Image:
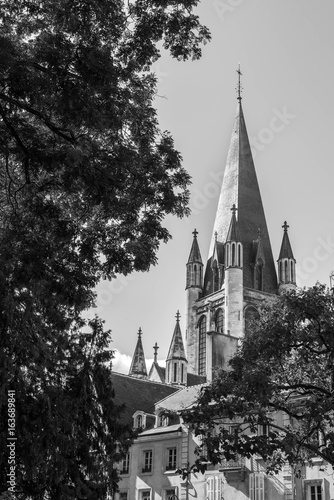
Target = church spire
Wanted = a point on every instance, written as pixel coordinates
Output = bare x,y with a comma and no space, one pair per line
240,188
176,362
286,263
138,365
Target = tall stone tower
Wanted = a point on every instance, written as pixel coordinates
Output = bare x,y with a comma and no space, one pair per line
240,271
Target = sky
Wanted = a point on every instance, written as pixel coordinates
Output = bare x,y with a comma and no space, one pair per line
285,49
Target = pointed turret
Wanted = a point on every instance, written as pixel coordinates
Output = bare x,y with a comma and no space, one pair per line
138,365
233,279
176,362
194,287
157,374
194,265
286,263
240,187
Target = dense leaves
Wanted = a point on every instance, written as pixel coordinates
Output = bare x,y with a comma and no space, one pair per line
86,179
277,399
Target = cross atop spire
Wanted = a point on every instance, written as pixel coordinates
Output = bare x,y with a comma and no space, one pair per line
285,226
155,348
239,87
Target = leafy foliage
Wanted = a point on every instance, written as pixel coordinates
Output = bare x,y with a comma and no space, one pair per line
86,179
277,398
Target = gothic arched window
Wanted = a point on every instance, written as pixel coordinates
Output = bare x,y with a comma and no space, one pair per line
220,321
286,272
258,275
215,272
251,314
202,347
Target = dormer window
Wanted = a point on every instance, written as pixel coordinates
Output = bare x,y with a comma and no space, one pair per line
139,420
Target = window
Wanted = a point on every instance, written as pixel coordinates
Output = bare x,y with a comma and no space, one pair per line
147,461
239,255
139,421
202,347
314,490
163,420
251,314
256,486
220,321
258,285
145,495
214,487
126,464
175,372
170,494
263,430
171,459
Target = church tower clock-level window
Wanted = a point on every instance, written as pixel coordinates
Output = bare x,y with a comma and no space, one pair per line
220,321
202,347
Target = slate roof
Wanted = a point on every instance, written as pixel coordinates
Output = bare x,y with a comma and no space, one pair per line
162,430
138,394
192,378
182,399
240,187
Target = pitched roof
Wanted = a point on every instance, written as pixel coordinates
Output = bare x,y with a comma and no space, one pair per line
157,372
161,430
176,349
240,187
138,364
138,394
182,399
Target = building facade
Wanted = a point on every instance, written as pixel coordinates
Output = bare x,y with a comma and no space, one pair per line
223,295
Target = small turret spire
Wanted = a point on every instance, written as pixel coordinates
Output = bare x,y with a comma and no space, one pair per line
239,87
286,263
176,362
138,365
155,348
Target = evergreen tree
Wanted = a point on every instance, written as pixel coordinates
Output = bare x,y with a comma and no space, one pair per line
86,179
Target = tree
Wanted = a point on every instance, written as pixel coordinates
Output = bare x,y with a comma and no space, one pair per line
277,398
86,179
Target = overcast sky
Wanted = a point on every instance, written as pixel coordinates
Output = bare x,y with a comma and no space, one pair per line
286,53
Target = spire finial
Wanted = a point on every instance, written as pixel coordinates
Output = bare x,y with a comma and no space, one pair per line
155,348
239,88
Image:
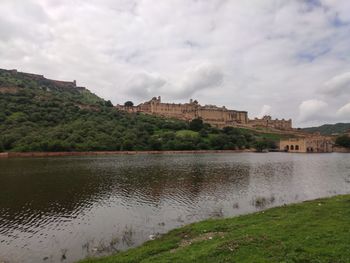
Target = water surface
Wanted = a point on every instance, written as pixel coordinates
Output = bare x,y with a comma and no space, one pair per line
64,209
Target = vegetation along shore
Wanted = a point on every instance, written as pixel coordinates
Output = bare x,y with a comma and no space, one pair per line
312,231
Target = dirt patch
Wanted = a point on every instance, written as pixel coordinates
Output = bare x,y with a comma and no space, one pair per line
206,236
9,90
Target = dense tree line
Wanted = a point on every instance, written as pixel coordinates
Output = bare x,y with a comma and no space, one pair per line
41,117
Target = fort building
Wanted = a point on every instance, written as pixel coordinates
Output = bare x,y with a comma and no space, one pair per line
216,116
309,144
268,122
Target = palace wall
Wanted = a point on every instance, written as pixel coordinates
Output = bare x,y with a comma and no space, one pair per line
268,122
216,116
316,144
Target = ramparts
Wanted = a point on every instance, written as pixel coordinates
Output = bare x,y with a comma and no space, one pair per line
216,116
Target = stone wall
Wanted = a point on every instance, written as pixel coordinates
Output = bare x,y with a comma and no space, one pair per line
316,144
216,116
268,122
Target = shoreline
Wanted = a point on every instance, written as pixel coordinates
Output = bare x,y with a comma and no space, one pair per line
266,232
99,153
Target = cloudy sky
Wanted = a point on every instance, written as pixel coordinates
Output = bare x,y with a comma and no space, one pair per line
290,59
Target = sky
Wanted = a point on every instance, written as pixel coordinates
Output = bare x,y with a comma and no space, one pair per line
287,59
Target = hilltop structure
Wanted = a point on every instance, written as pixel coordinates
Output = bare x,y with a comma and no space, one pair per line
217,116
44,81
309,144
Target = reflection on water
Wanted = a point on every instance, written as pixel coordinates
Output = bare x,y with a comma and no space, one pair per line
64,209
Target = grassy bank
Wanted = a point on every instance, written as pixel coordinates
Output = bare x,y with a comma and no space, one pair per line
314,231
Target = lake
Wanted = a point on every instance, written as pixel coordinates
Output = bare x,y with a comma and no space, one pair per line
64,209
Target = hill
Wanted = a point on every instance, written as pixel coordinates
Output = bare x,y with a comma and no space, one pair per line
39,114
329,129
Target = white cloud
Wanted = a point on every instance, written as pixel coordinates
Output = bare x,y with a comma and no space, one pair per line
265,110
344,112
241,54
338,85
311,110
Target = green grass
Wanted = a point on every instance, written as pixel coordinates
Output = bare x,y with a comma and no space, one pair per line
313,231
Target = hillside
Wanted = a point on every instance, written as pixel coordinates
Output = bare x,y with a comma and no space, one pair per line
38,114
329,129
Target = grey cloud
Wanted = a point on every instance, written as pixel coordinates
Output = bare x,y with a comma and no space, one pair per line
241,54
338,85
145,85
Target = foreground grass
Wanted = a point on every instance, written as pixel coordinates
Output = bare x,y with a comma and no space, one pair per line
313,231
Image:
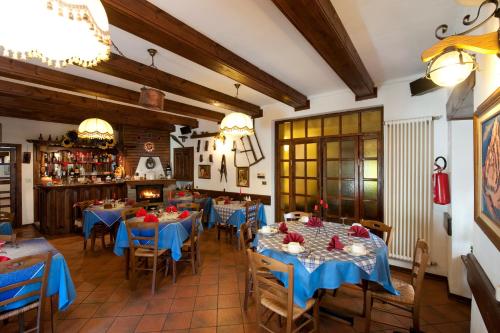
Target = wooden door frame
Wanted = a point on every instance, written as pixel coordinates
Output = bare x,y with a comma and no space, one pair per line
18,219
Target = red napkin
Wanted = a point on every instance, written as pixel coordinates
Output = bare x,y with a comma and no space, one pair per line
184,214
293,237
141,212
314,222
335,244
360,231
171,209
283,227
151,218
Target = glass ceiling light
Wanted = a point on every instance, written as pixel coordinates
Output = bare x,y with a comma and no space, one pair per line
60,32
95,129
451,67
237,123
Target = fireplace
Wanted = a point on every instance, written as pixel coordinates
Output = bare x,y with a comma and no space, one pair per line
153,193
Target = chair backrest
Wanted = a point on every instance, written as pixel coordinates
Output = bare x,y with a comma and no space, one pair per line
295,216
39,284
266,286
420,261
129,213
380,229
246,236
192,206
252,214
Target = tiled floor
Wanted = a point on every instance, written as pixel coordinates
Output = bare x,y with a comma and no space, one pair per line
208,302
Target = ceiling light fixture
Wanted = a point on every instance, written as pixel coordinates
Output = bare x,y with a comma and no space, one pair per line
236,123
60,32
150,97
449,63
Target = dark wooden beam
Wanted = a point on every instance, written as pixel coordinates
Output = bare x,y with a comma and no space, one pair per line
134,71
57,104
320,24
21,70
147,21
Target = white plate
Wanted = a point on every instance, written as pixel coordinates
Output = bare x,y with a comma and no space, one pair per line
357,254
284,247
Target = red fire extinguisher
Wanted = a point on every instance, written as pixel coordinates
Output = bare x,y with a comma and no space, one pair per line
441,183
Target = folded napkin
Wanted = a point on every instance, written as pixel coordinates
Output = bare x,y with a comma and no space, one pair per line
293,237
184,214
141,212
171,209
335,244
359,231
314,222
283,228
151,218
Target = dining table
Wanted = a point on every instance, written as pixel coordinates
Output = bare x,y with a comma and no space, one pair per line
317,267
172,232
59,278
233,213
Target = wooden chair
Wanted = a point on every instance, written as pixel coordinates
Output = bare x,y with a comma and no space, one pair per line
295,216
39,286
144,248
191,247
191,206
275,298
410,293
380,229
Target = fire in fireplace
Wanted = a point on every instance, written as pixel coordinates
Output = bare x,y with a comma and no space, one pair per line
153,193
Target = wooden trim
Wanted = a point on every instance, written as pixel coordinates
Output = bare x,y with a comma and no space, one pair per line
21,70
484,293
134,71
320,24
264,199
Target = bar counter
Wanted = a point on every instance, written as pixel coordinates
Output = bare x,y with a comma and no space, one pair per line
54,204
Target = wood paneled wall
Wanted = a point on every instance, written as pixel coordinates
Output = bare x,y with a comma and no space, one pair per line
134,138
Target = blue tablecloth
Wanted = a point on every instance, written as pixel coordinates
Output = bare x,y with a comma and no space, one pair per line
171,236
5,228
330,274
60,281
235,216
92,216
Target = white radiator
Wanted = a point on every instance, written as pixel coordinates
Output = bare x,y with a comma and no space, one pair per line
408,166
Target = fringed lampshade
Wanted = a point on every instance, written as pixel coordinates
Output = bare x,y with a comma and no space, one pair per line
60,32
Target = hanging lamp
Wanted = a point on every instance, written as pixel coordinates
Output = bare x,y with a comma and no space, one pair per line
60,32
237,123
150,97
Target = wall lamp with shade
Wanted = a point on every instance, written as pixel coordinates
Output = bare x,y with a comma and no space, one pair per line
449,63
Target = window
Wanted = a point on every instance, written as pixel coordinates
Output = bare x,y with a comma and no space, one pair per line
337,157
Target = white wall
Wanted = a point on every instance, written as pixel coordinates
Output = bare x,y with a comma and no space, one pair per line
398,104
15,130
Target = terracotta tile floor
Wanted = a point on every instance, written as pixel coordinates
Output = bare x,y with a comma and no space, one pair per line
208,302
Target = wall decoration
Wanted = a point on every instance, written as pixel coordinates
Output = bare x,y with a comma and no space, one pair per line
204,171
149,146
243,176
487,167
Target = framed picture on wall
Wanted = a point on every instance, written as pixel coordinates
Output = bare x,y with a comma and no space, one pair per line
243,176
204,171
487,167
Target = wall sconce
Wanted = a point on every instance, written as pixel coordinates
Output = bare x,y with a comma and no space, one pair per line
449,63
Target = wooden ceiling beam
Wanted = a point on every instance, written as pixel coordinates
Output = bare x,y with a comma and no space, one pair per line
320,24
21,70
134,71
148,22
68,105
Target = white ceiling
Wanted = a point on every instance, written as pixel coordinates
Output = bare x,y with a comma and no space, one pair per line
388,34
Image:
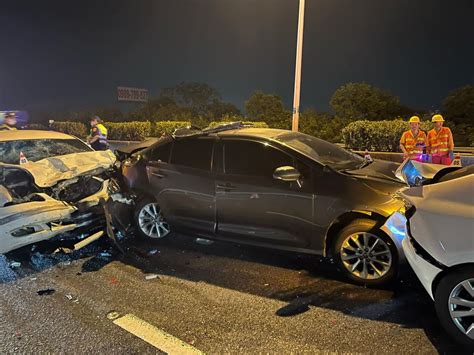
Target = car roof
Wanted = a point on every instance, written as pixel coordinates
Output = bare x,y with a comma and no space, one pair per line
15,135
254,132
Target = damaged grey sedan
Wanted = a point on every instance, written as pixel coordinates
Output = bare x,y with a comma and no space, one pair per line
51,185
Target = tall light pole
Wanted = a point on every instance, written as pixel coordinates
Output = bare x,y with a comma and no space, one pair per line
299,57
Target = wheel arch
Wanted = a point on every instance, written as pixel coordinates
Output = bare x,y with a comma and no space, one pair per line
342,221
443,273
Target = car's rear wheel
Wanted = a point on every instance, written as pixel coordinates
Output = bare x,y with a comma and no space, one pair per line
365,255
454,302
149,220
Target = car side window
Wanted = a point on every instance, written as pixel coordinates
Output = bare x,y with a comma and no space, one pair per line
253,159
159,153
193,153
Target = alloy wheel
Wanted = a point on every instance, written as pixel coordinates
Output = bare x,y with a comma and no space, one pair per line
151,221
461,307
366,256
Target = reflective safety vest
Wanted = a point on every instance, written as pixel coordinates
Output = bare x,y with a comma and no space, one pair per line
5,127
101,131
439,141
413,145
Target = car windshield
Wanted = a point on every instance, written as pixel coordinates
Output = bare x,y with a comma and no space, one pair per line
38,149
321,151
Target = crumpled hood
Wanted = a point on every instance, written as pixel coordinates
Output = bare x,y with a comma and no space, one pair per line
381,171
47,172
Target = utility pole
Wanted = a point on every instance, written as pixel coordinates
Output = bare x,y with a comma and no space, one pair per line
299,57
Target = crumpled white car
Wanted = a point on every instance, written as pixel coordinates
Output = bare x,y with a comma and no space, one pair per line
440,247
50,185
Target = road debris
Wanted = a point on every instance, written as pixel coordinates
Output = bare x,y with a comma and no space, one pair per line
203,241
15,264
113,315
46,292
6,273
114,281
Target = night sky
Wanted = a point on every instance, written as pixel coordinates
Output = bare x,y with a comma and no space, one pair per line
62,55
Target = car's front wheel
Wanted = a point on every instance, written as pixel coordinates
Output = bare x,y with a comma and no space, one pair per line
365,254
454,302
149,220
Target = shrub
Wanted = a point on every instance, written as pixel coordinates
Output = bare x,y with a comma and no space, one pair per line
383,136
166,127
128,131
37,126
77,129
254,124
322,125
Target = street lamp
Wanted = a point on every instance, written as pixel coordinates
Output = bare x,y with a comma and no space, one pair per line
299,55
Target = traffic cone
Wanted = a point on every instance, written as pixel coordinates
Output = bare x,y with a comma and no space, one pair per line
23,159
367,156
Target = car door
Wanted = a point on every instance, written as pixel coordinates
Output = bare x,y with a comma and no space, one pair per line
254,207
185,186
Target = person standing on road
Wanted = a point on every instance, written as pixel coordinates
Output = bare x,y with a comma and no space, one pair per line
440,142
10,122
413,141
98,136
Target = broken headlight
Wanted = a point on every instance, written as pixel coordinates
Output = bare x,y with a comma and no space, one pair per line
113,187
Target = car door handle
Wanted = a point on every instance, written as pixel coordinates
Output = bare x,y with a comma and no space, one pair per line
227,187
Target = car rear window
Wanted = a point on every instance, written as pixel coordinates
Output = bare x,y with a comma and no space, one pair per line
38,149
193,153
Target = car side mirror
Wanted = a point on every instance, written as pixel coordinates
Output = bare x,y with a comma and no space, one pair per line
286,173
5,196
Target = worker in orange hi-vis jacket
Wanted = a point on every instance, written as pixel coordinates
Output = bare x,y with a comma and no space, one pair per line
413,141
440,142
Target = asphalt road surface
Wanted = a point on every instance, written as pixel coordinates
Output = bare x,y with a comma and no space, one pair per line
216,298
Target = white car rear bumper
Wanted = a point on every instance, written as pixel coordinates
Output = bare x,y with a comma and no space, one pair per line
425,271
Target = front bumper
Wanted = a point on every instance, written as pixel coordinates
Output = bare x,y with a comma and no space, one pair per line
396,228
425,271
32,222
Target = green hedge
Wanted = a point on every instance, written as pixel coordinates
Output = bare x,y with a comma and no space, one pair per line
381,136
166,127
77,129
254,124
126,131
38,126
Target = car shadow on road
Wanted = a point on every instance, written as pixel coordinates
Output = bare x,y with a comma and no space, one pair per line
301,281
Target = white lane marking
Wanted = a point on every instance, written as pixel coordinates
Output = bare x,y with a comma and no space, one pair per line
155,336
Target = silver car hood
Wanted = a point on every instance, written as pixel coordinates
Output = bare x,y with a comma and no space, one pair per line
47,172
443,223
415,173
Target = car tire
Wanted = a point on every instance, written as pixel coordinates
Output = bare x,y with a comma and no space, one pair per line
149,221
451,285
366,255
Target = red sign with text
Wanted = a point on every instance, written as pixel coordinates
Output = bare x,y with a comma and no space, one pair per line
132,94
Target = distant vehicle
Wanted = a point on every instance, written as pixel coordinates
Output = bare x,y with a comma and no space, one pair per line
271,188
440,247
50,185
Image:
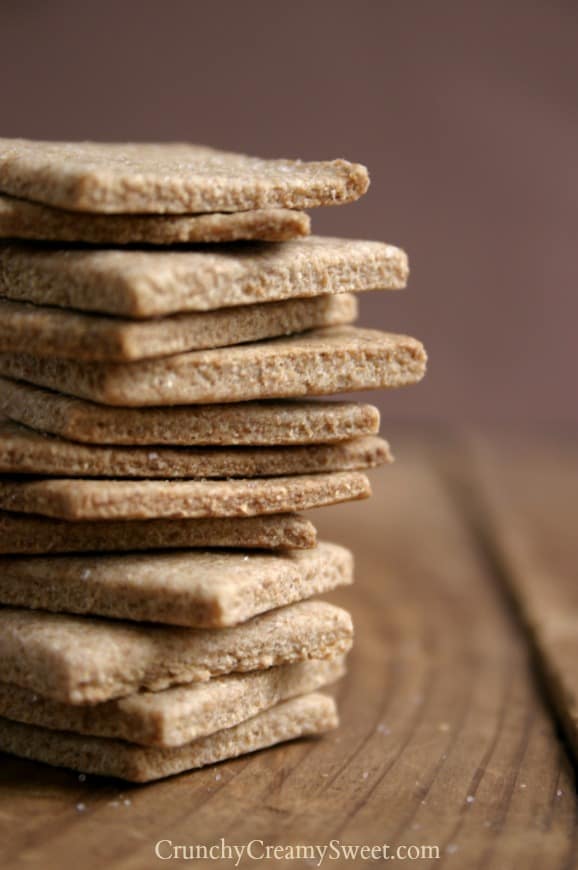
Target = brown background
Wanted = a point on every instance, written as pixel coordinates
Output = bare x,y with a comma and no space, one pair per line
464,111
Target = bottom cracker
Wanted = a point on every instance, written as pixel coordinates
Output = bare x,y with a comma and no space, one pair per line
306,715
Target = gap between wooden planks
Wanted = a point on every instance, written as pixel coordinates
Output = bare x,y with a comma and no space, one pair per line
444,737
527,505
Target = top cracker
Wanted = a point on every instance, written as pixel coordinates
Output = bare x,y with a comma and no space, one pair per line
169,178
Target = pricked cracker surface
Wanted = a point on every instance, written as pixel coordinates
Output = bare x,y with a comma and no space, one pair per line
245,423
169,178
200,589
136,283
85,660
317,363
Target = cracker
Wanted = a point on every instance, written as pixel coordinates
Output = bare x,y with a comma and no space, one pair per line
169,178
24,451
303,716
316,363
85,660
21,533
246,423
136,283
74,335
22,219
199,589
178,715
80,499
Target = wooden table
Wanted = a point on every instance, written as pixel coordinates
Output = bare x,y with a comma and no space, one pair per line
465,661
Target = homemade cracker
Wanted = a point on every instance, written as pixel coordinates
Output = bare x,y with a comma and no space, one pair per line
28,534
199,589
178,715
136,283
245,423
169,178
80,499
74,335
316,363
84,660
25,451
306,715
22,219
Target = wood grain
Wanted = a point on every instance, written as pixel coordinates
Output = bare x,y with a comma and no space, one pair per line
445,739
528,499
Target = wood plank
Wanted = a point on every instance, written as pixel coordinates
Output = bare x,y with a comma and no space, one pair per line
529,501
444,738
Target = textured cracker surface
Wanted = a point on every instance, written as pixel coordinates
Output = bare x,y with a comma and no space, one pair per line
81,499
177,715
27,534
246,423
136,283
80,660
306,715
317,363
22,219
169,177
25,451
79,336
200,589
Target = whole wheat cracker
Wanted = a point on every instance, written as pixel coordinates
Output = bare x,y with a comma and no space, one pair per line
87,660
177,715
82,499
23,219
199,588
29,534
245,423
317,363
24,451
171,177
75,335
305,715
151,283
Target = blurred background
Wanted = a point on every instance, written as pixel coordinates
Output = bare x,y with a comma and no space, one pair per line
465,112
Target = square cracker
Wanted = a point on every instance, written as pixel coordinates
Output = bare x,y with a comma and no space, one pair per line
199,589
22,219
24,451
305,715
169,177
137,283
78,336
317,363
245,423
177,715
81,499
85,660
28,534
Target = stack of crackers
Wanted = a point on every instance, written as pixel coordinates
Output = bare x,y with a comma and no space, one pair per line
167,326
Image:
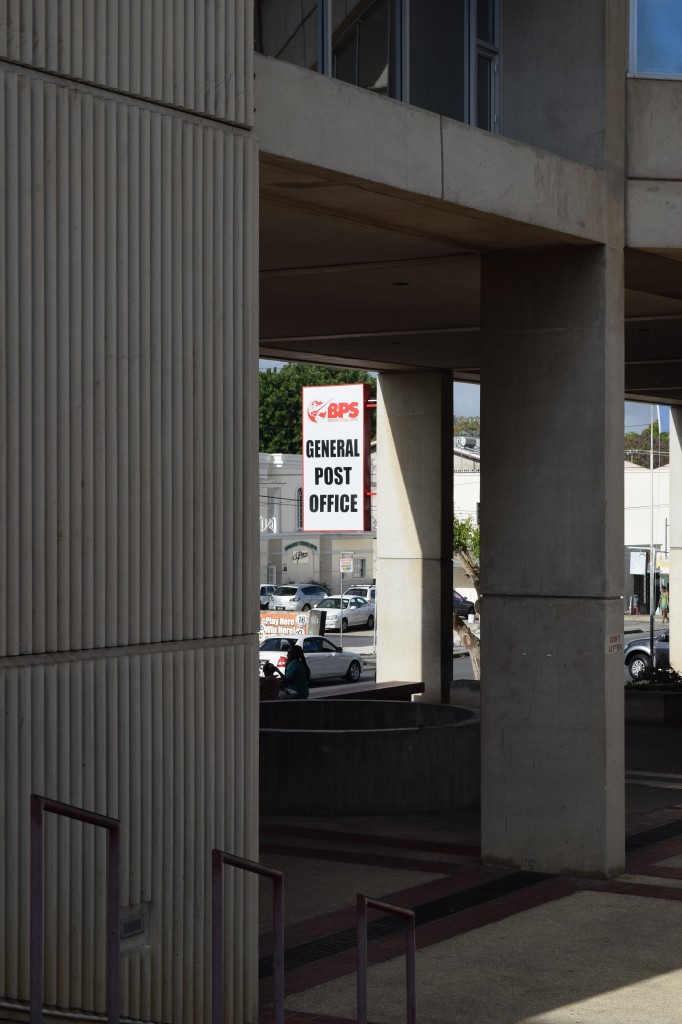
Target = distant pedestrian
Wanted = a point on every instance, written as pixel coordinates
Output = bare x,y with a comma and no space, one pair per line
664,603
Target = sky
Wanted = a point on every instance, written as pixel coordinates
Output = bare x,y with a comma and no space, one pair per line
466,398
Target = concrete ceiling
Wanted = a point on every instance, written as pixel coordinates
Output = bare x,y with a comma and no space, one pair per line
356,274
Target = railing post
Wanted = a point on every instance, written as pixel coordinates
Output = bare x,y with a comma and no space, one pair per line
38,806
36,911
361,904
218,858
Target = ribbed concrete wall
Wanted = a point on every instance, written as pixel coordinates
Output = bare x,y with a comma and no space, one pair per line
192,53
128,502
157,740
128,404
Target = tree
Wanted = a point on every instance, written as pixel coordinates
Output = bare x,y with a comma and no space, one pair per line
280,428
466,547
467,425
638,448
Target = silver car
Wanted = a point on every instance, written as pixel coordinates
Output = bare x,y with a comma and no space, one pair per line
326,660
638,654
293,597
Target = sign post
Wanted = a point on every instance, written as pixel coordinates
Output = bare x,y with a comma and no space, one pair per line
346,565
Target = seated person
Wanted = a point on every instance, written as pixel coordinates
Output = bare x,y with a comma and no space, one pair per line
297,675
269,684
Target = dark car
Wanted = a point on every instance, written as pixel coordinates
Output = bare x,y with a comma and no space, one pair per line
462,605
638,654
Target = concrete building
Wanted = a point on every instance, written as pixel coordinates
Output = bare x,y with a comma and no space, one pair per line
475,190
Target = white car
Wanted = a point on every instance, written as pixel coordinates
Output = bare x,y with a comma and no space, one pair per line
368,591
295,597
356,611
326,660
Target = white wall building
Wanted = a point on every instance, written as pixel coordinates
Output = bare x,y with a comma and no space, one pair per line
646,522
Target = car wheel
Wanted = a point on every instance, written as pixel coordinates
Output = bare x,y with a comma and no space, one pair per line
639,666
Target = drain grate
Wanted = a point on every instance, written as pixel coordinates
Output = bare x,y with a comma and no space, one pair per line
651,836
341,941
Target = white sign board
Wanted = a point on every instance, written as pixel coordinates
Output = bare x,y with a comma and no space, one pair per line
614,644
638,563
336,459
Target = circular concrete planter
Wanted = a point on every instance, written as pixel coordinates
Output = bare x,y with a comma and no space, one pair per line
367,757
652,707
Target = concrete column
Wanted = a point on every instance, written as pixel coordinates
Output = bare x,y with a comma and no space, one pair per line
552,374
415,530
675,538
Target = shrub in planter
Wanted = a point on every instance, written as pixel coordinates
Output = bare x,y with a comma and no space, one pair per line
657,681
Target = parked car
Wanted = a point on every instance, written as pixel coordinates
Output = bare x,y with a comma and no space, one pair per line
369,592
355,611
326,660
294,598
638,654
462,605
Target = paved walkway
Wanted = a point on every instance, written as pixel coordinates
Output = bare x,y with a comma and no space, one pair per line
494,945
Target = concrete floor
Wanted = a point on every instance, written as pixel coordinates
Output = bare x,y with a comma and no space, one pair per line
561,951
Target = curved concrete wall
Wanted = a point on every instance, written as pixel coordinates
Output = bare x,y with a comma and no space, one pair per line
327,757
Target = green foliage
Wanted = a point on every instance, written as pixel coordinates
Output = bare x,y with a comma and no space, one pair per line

★ ★ ★ ★ ★

= WHAT IS EXPECTED =
Quote, word for word, every line starting at the one that contains "Target = concrete column" and ending with the final line of the entries.

= SOLUTION TO THIS PROBLEM =
Target = concrete column
Wanted = a point on every instance, written as pixel coordinates
Output = bare x,y with a comma and no space, one pair per line
552,374
415,530
675,538
Target = shrub in planter
Wanted = a point on every instance, written as pixel coordinates
Output = bare x,y with a comma and no space, one pair per line
657,681
Target = parked car
Wanted = a point on every instance, written as pixel coordinates
Output = bare x,y with a comma and no space, one pair per line
369,592
355,611
326,660
294,598
638,654
462,605
Target = paved walkway
Wanted = a point on every instance, written as pixel coordinates
Output = bare x,y with a comma and no space, one pair per line
494,945
Target = concrete floor
Wanted = a point on every instance, written as pixel coordinates
Output = bare x,y with a comma and no space, one pair per line
561,951
Target = curved concrete wall
Wanted = a point on every instance, written as pixel coordinates
Output = bare x,y with a comma and no space, one pair per line
327,757
Target = green foliage
Wanted = a point on every instance, written as pixel coordinates
Output = bare x,y with a comma and no space, one pair per line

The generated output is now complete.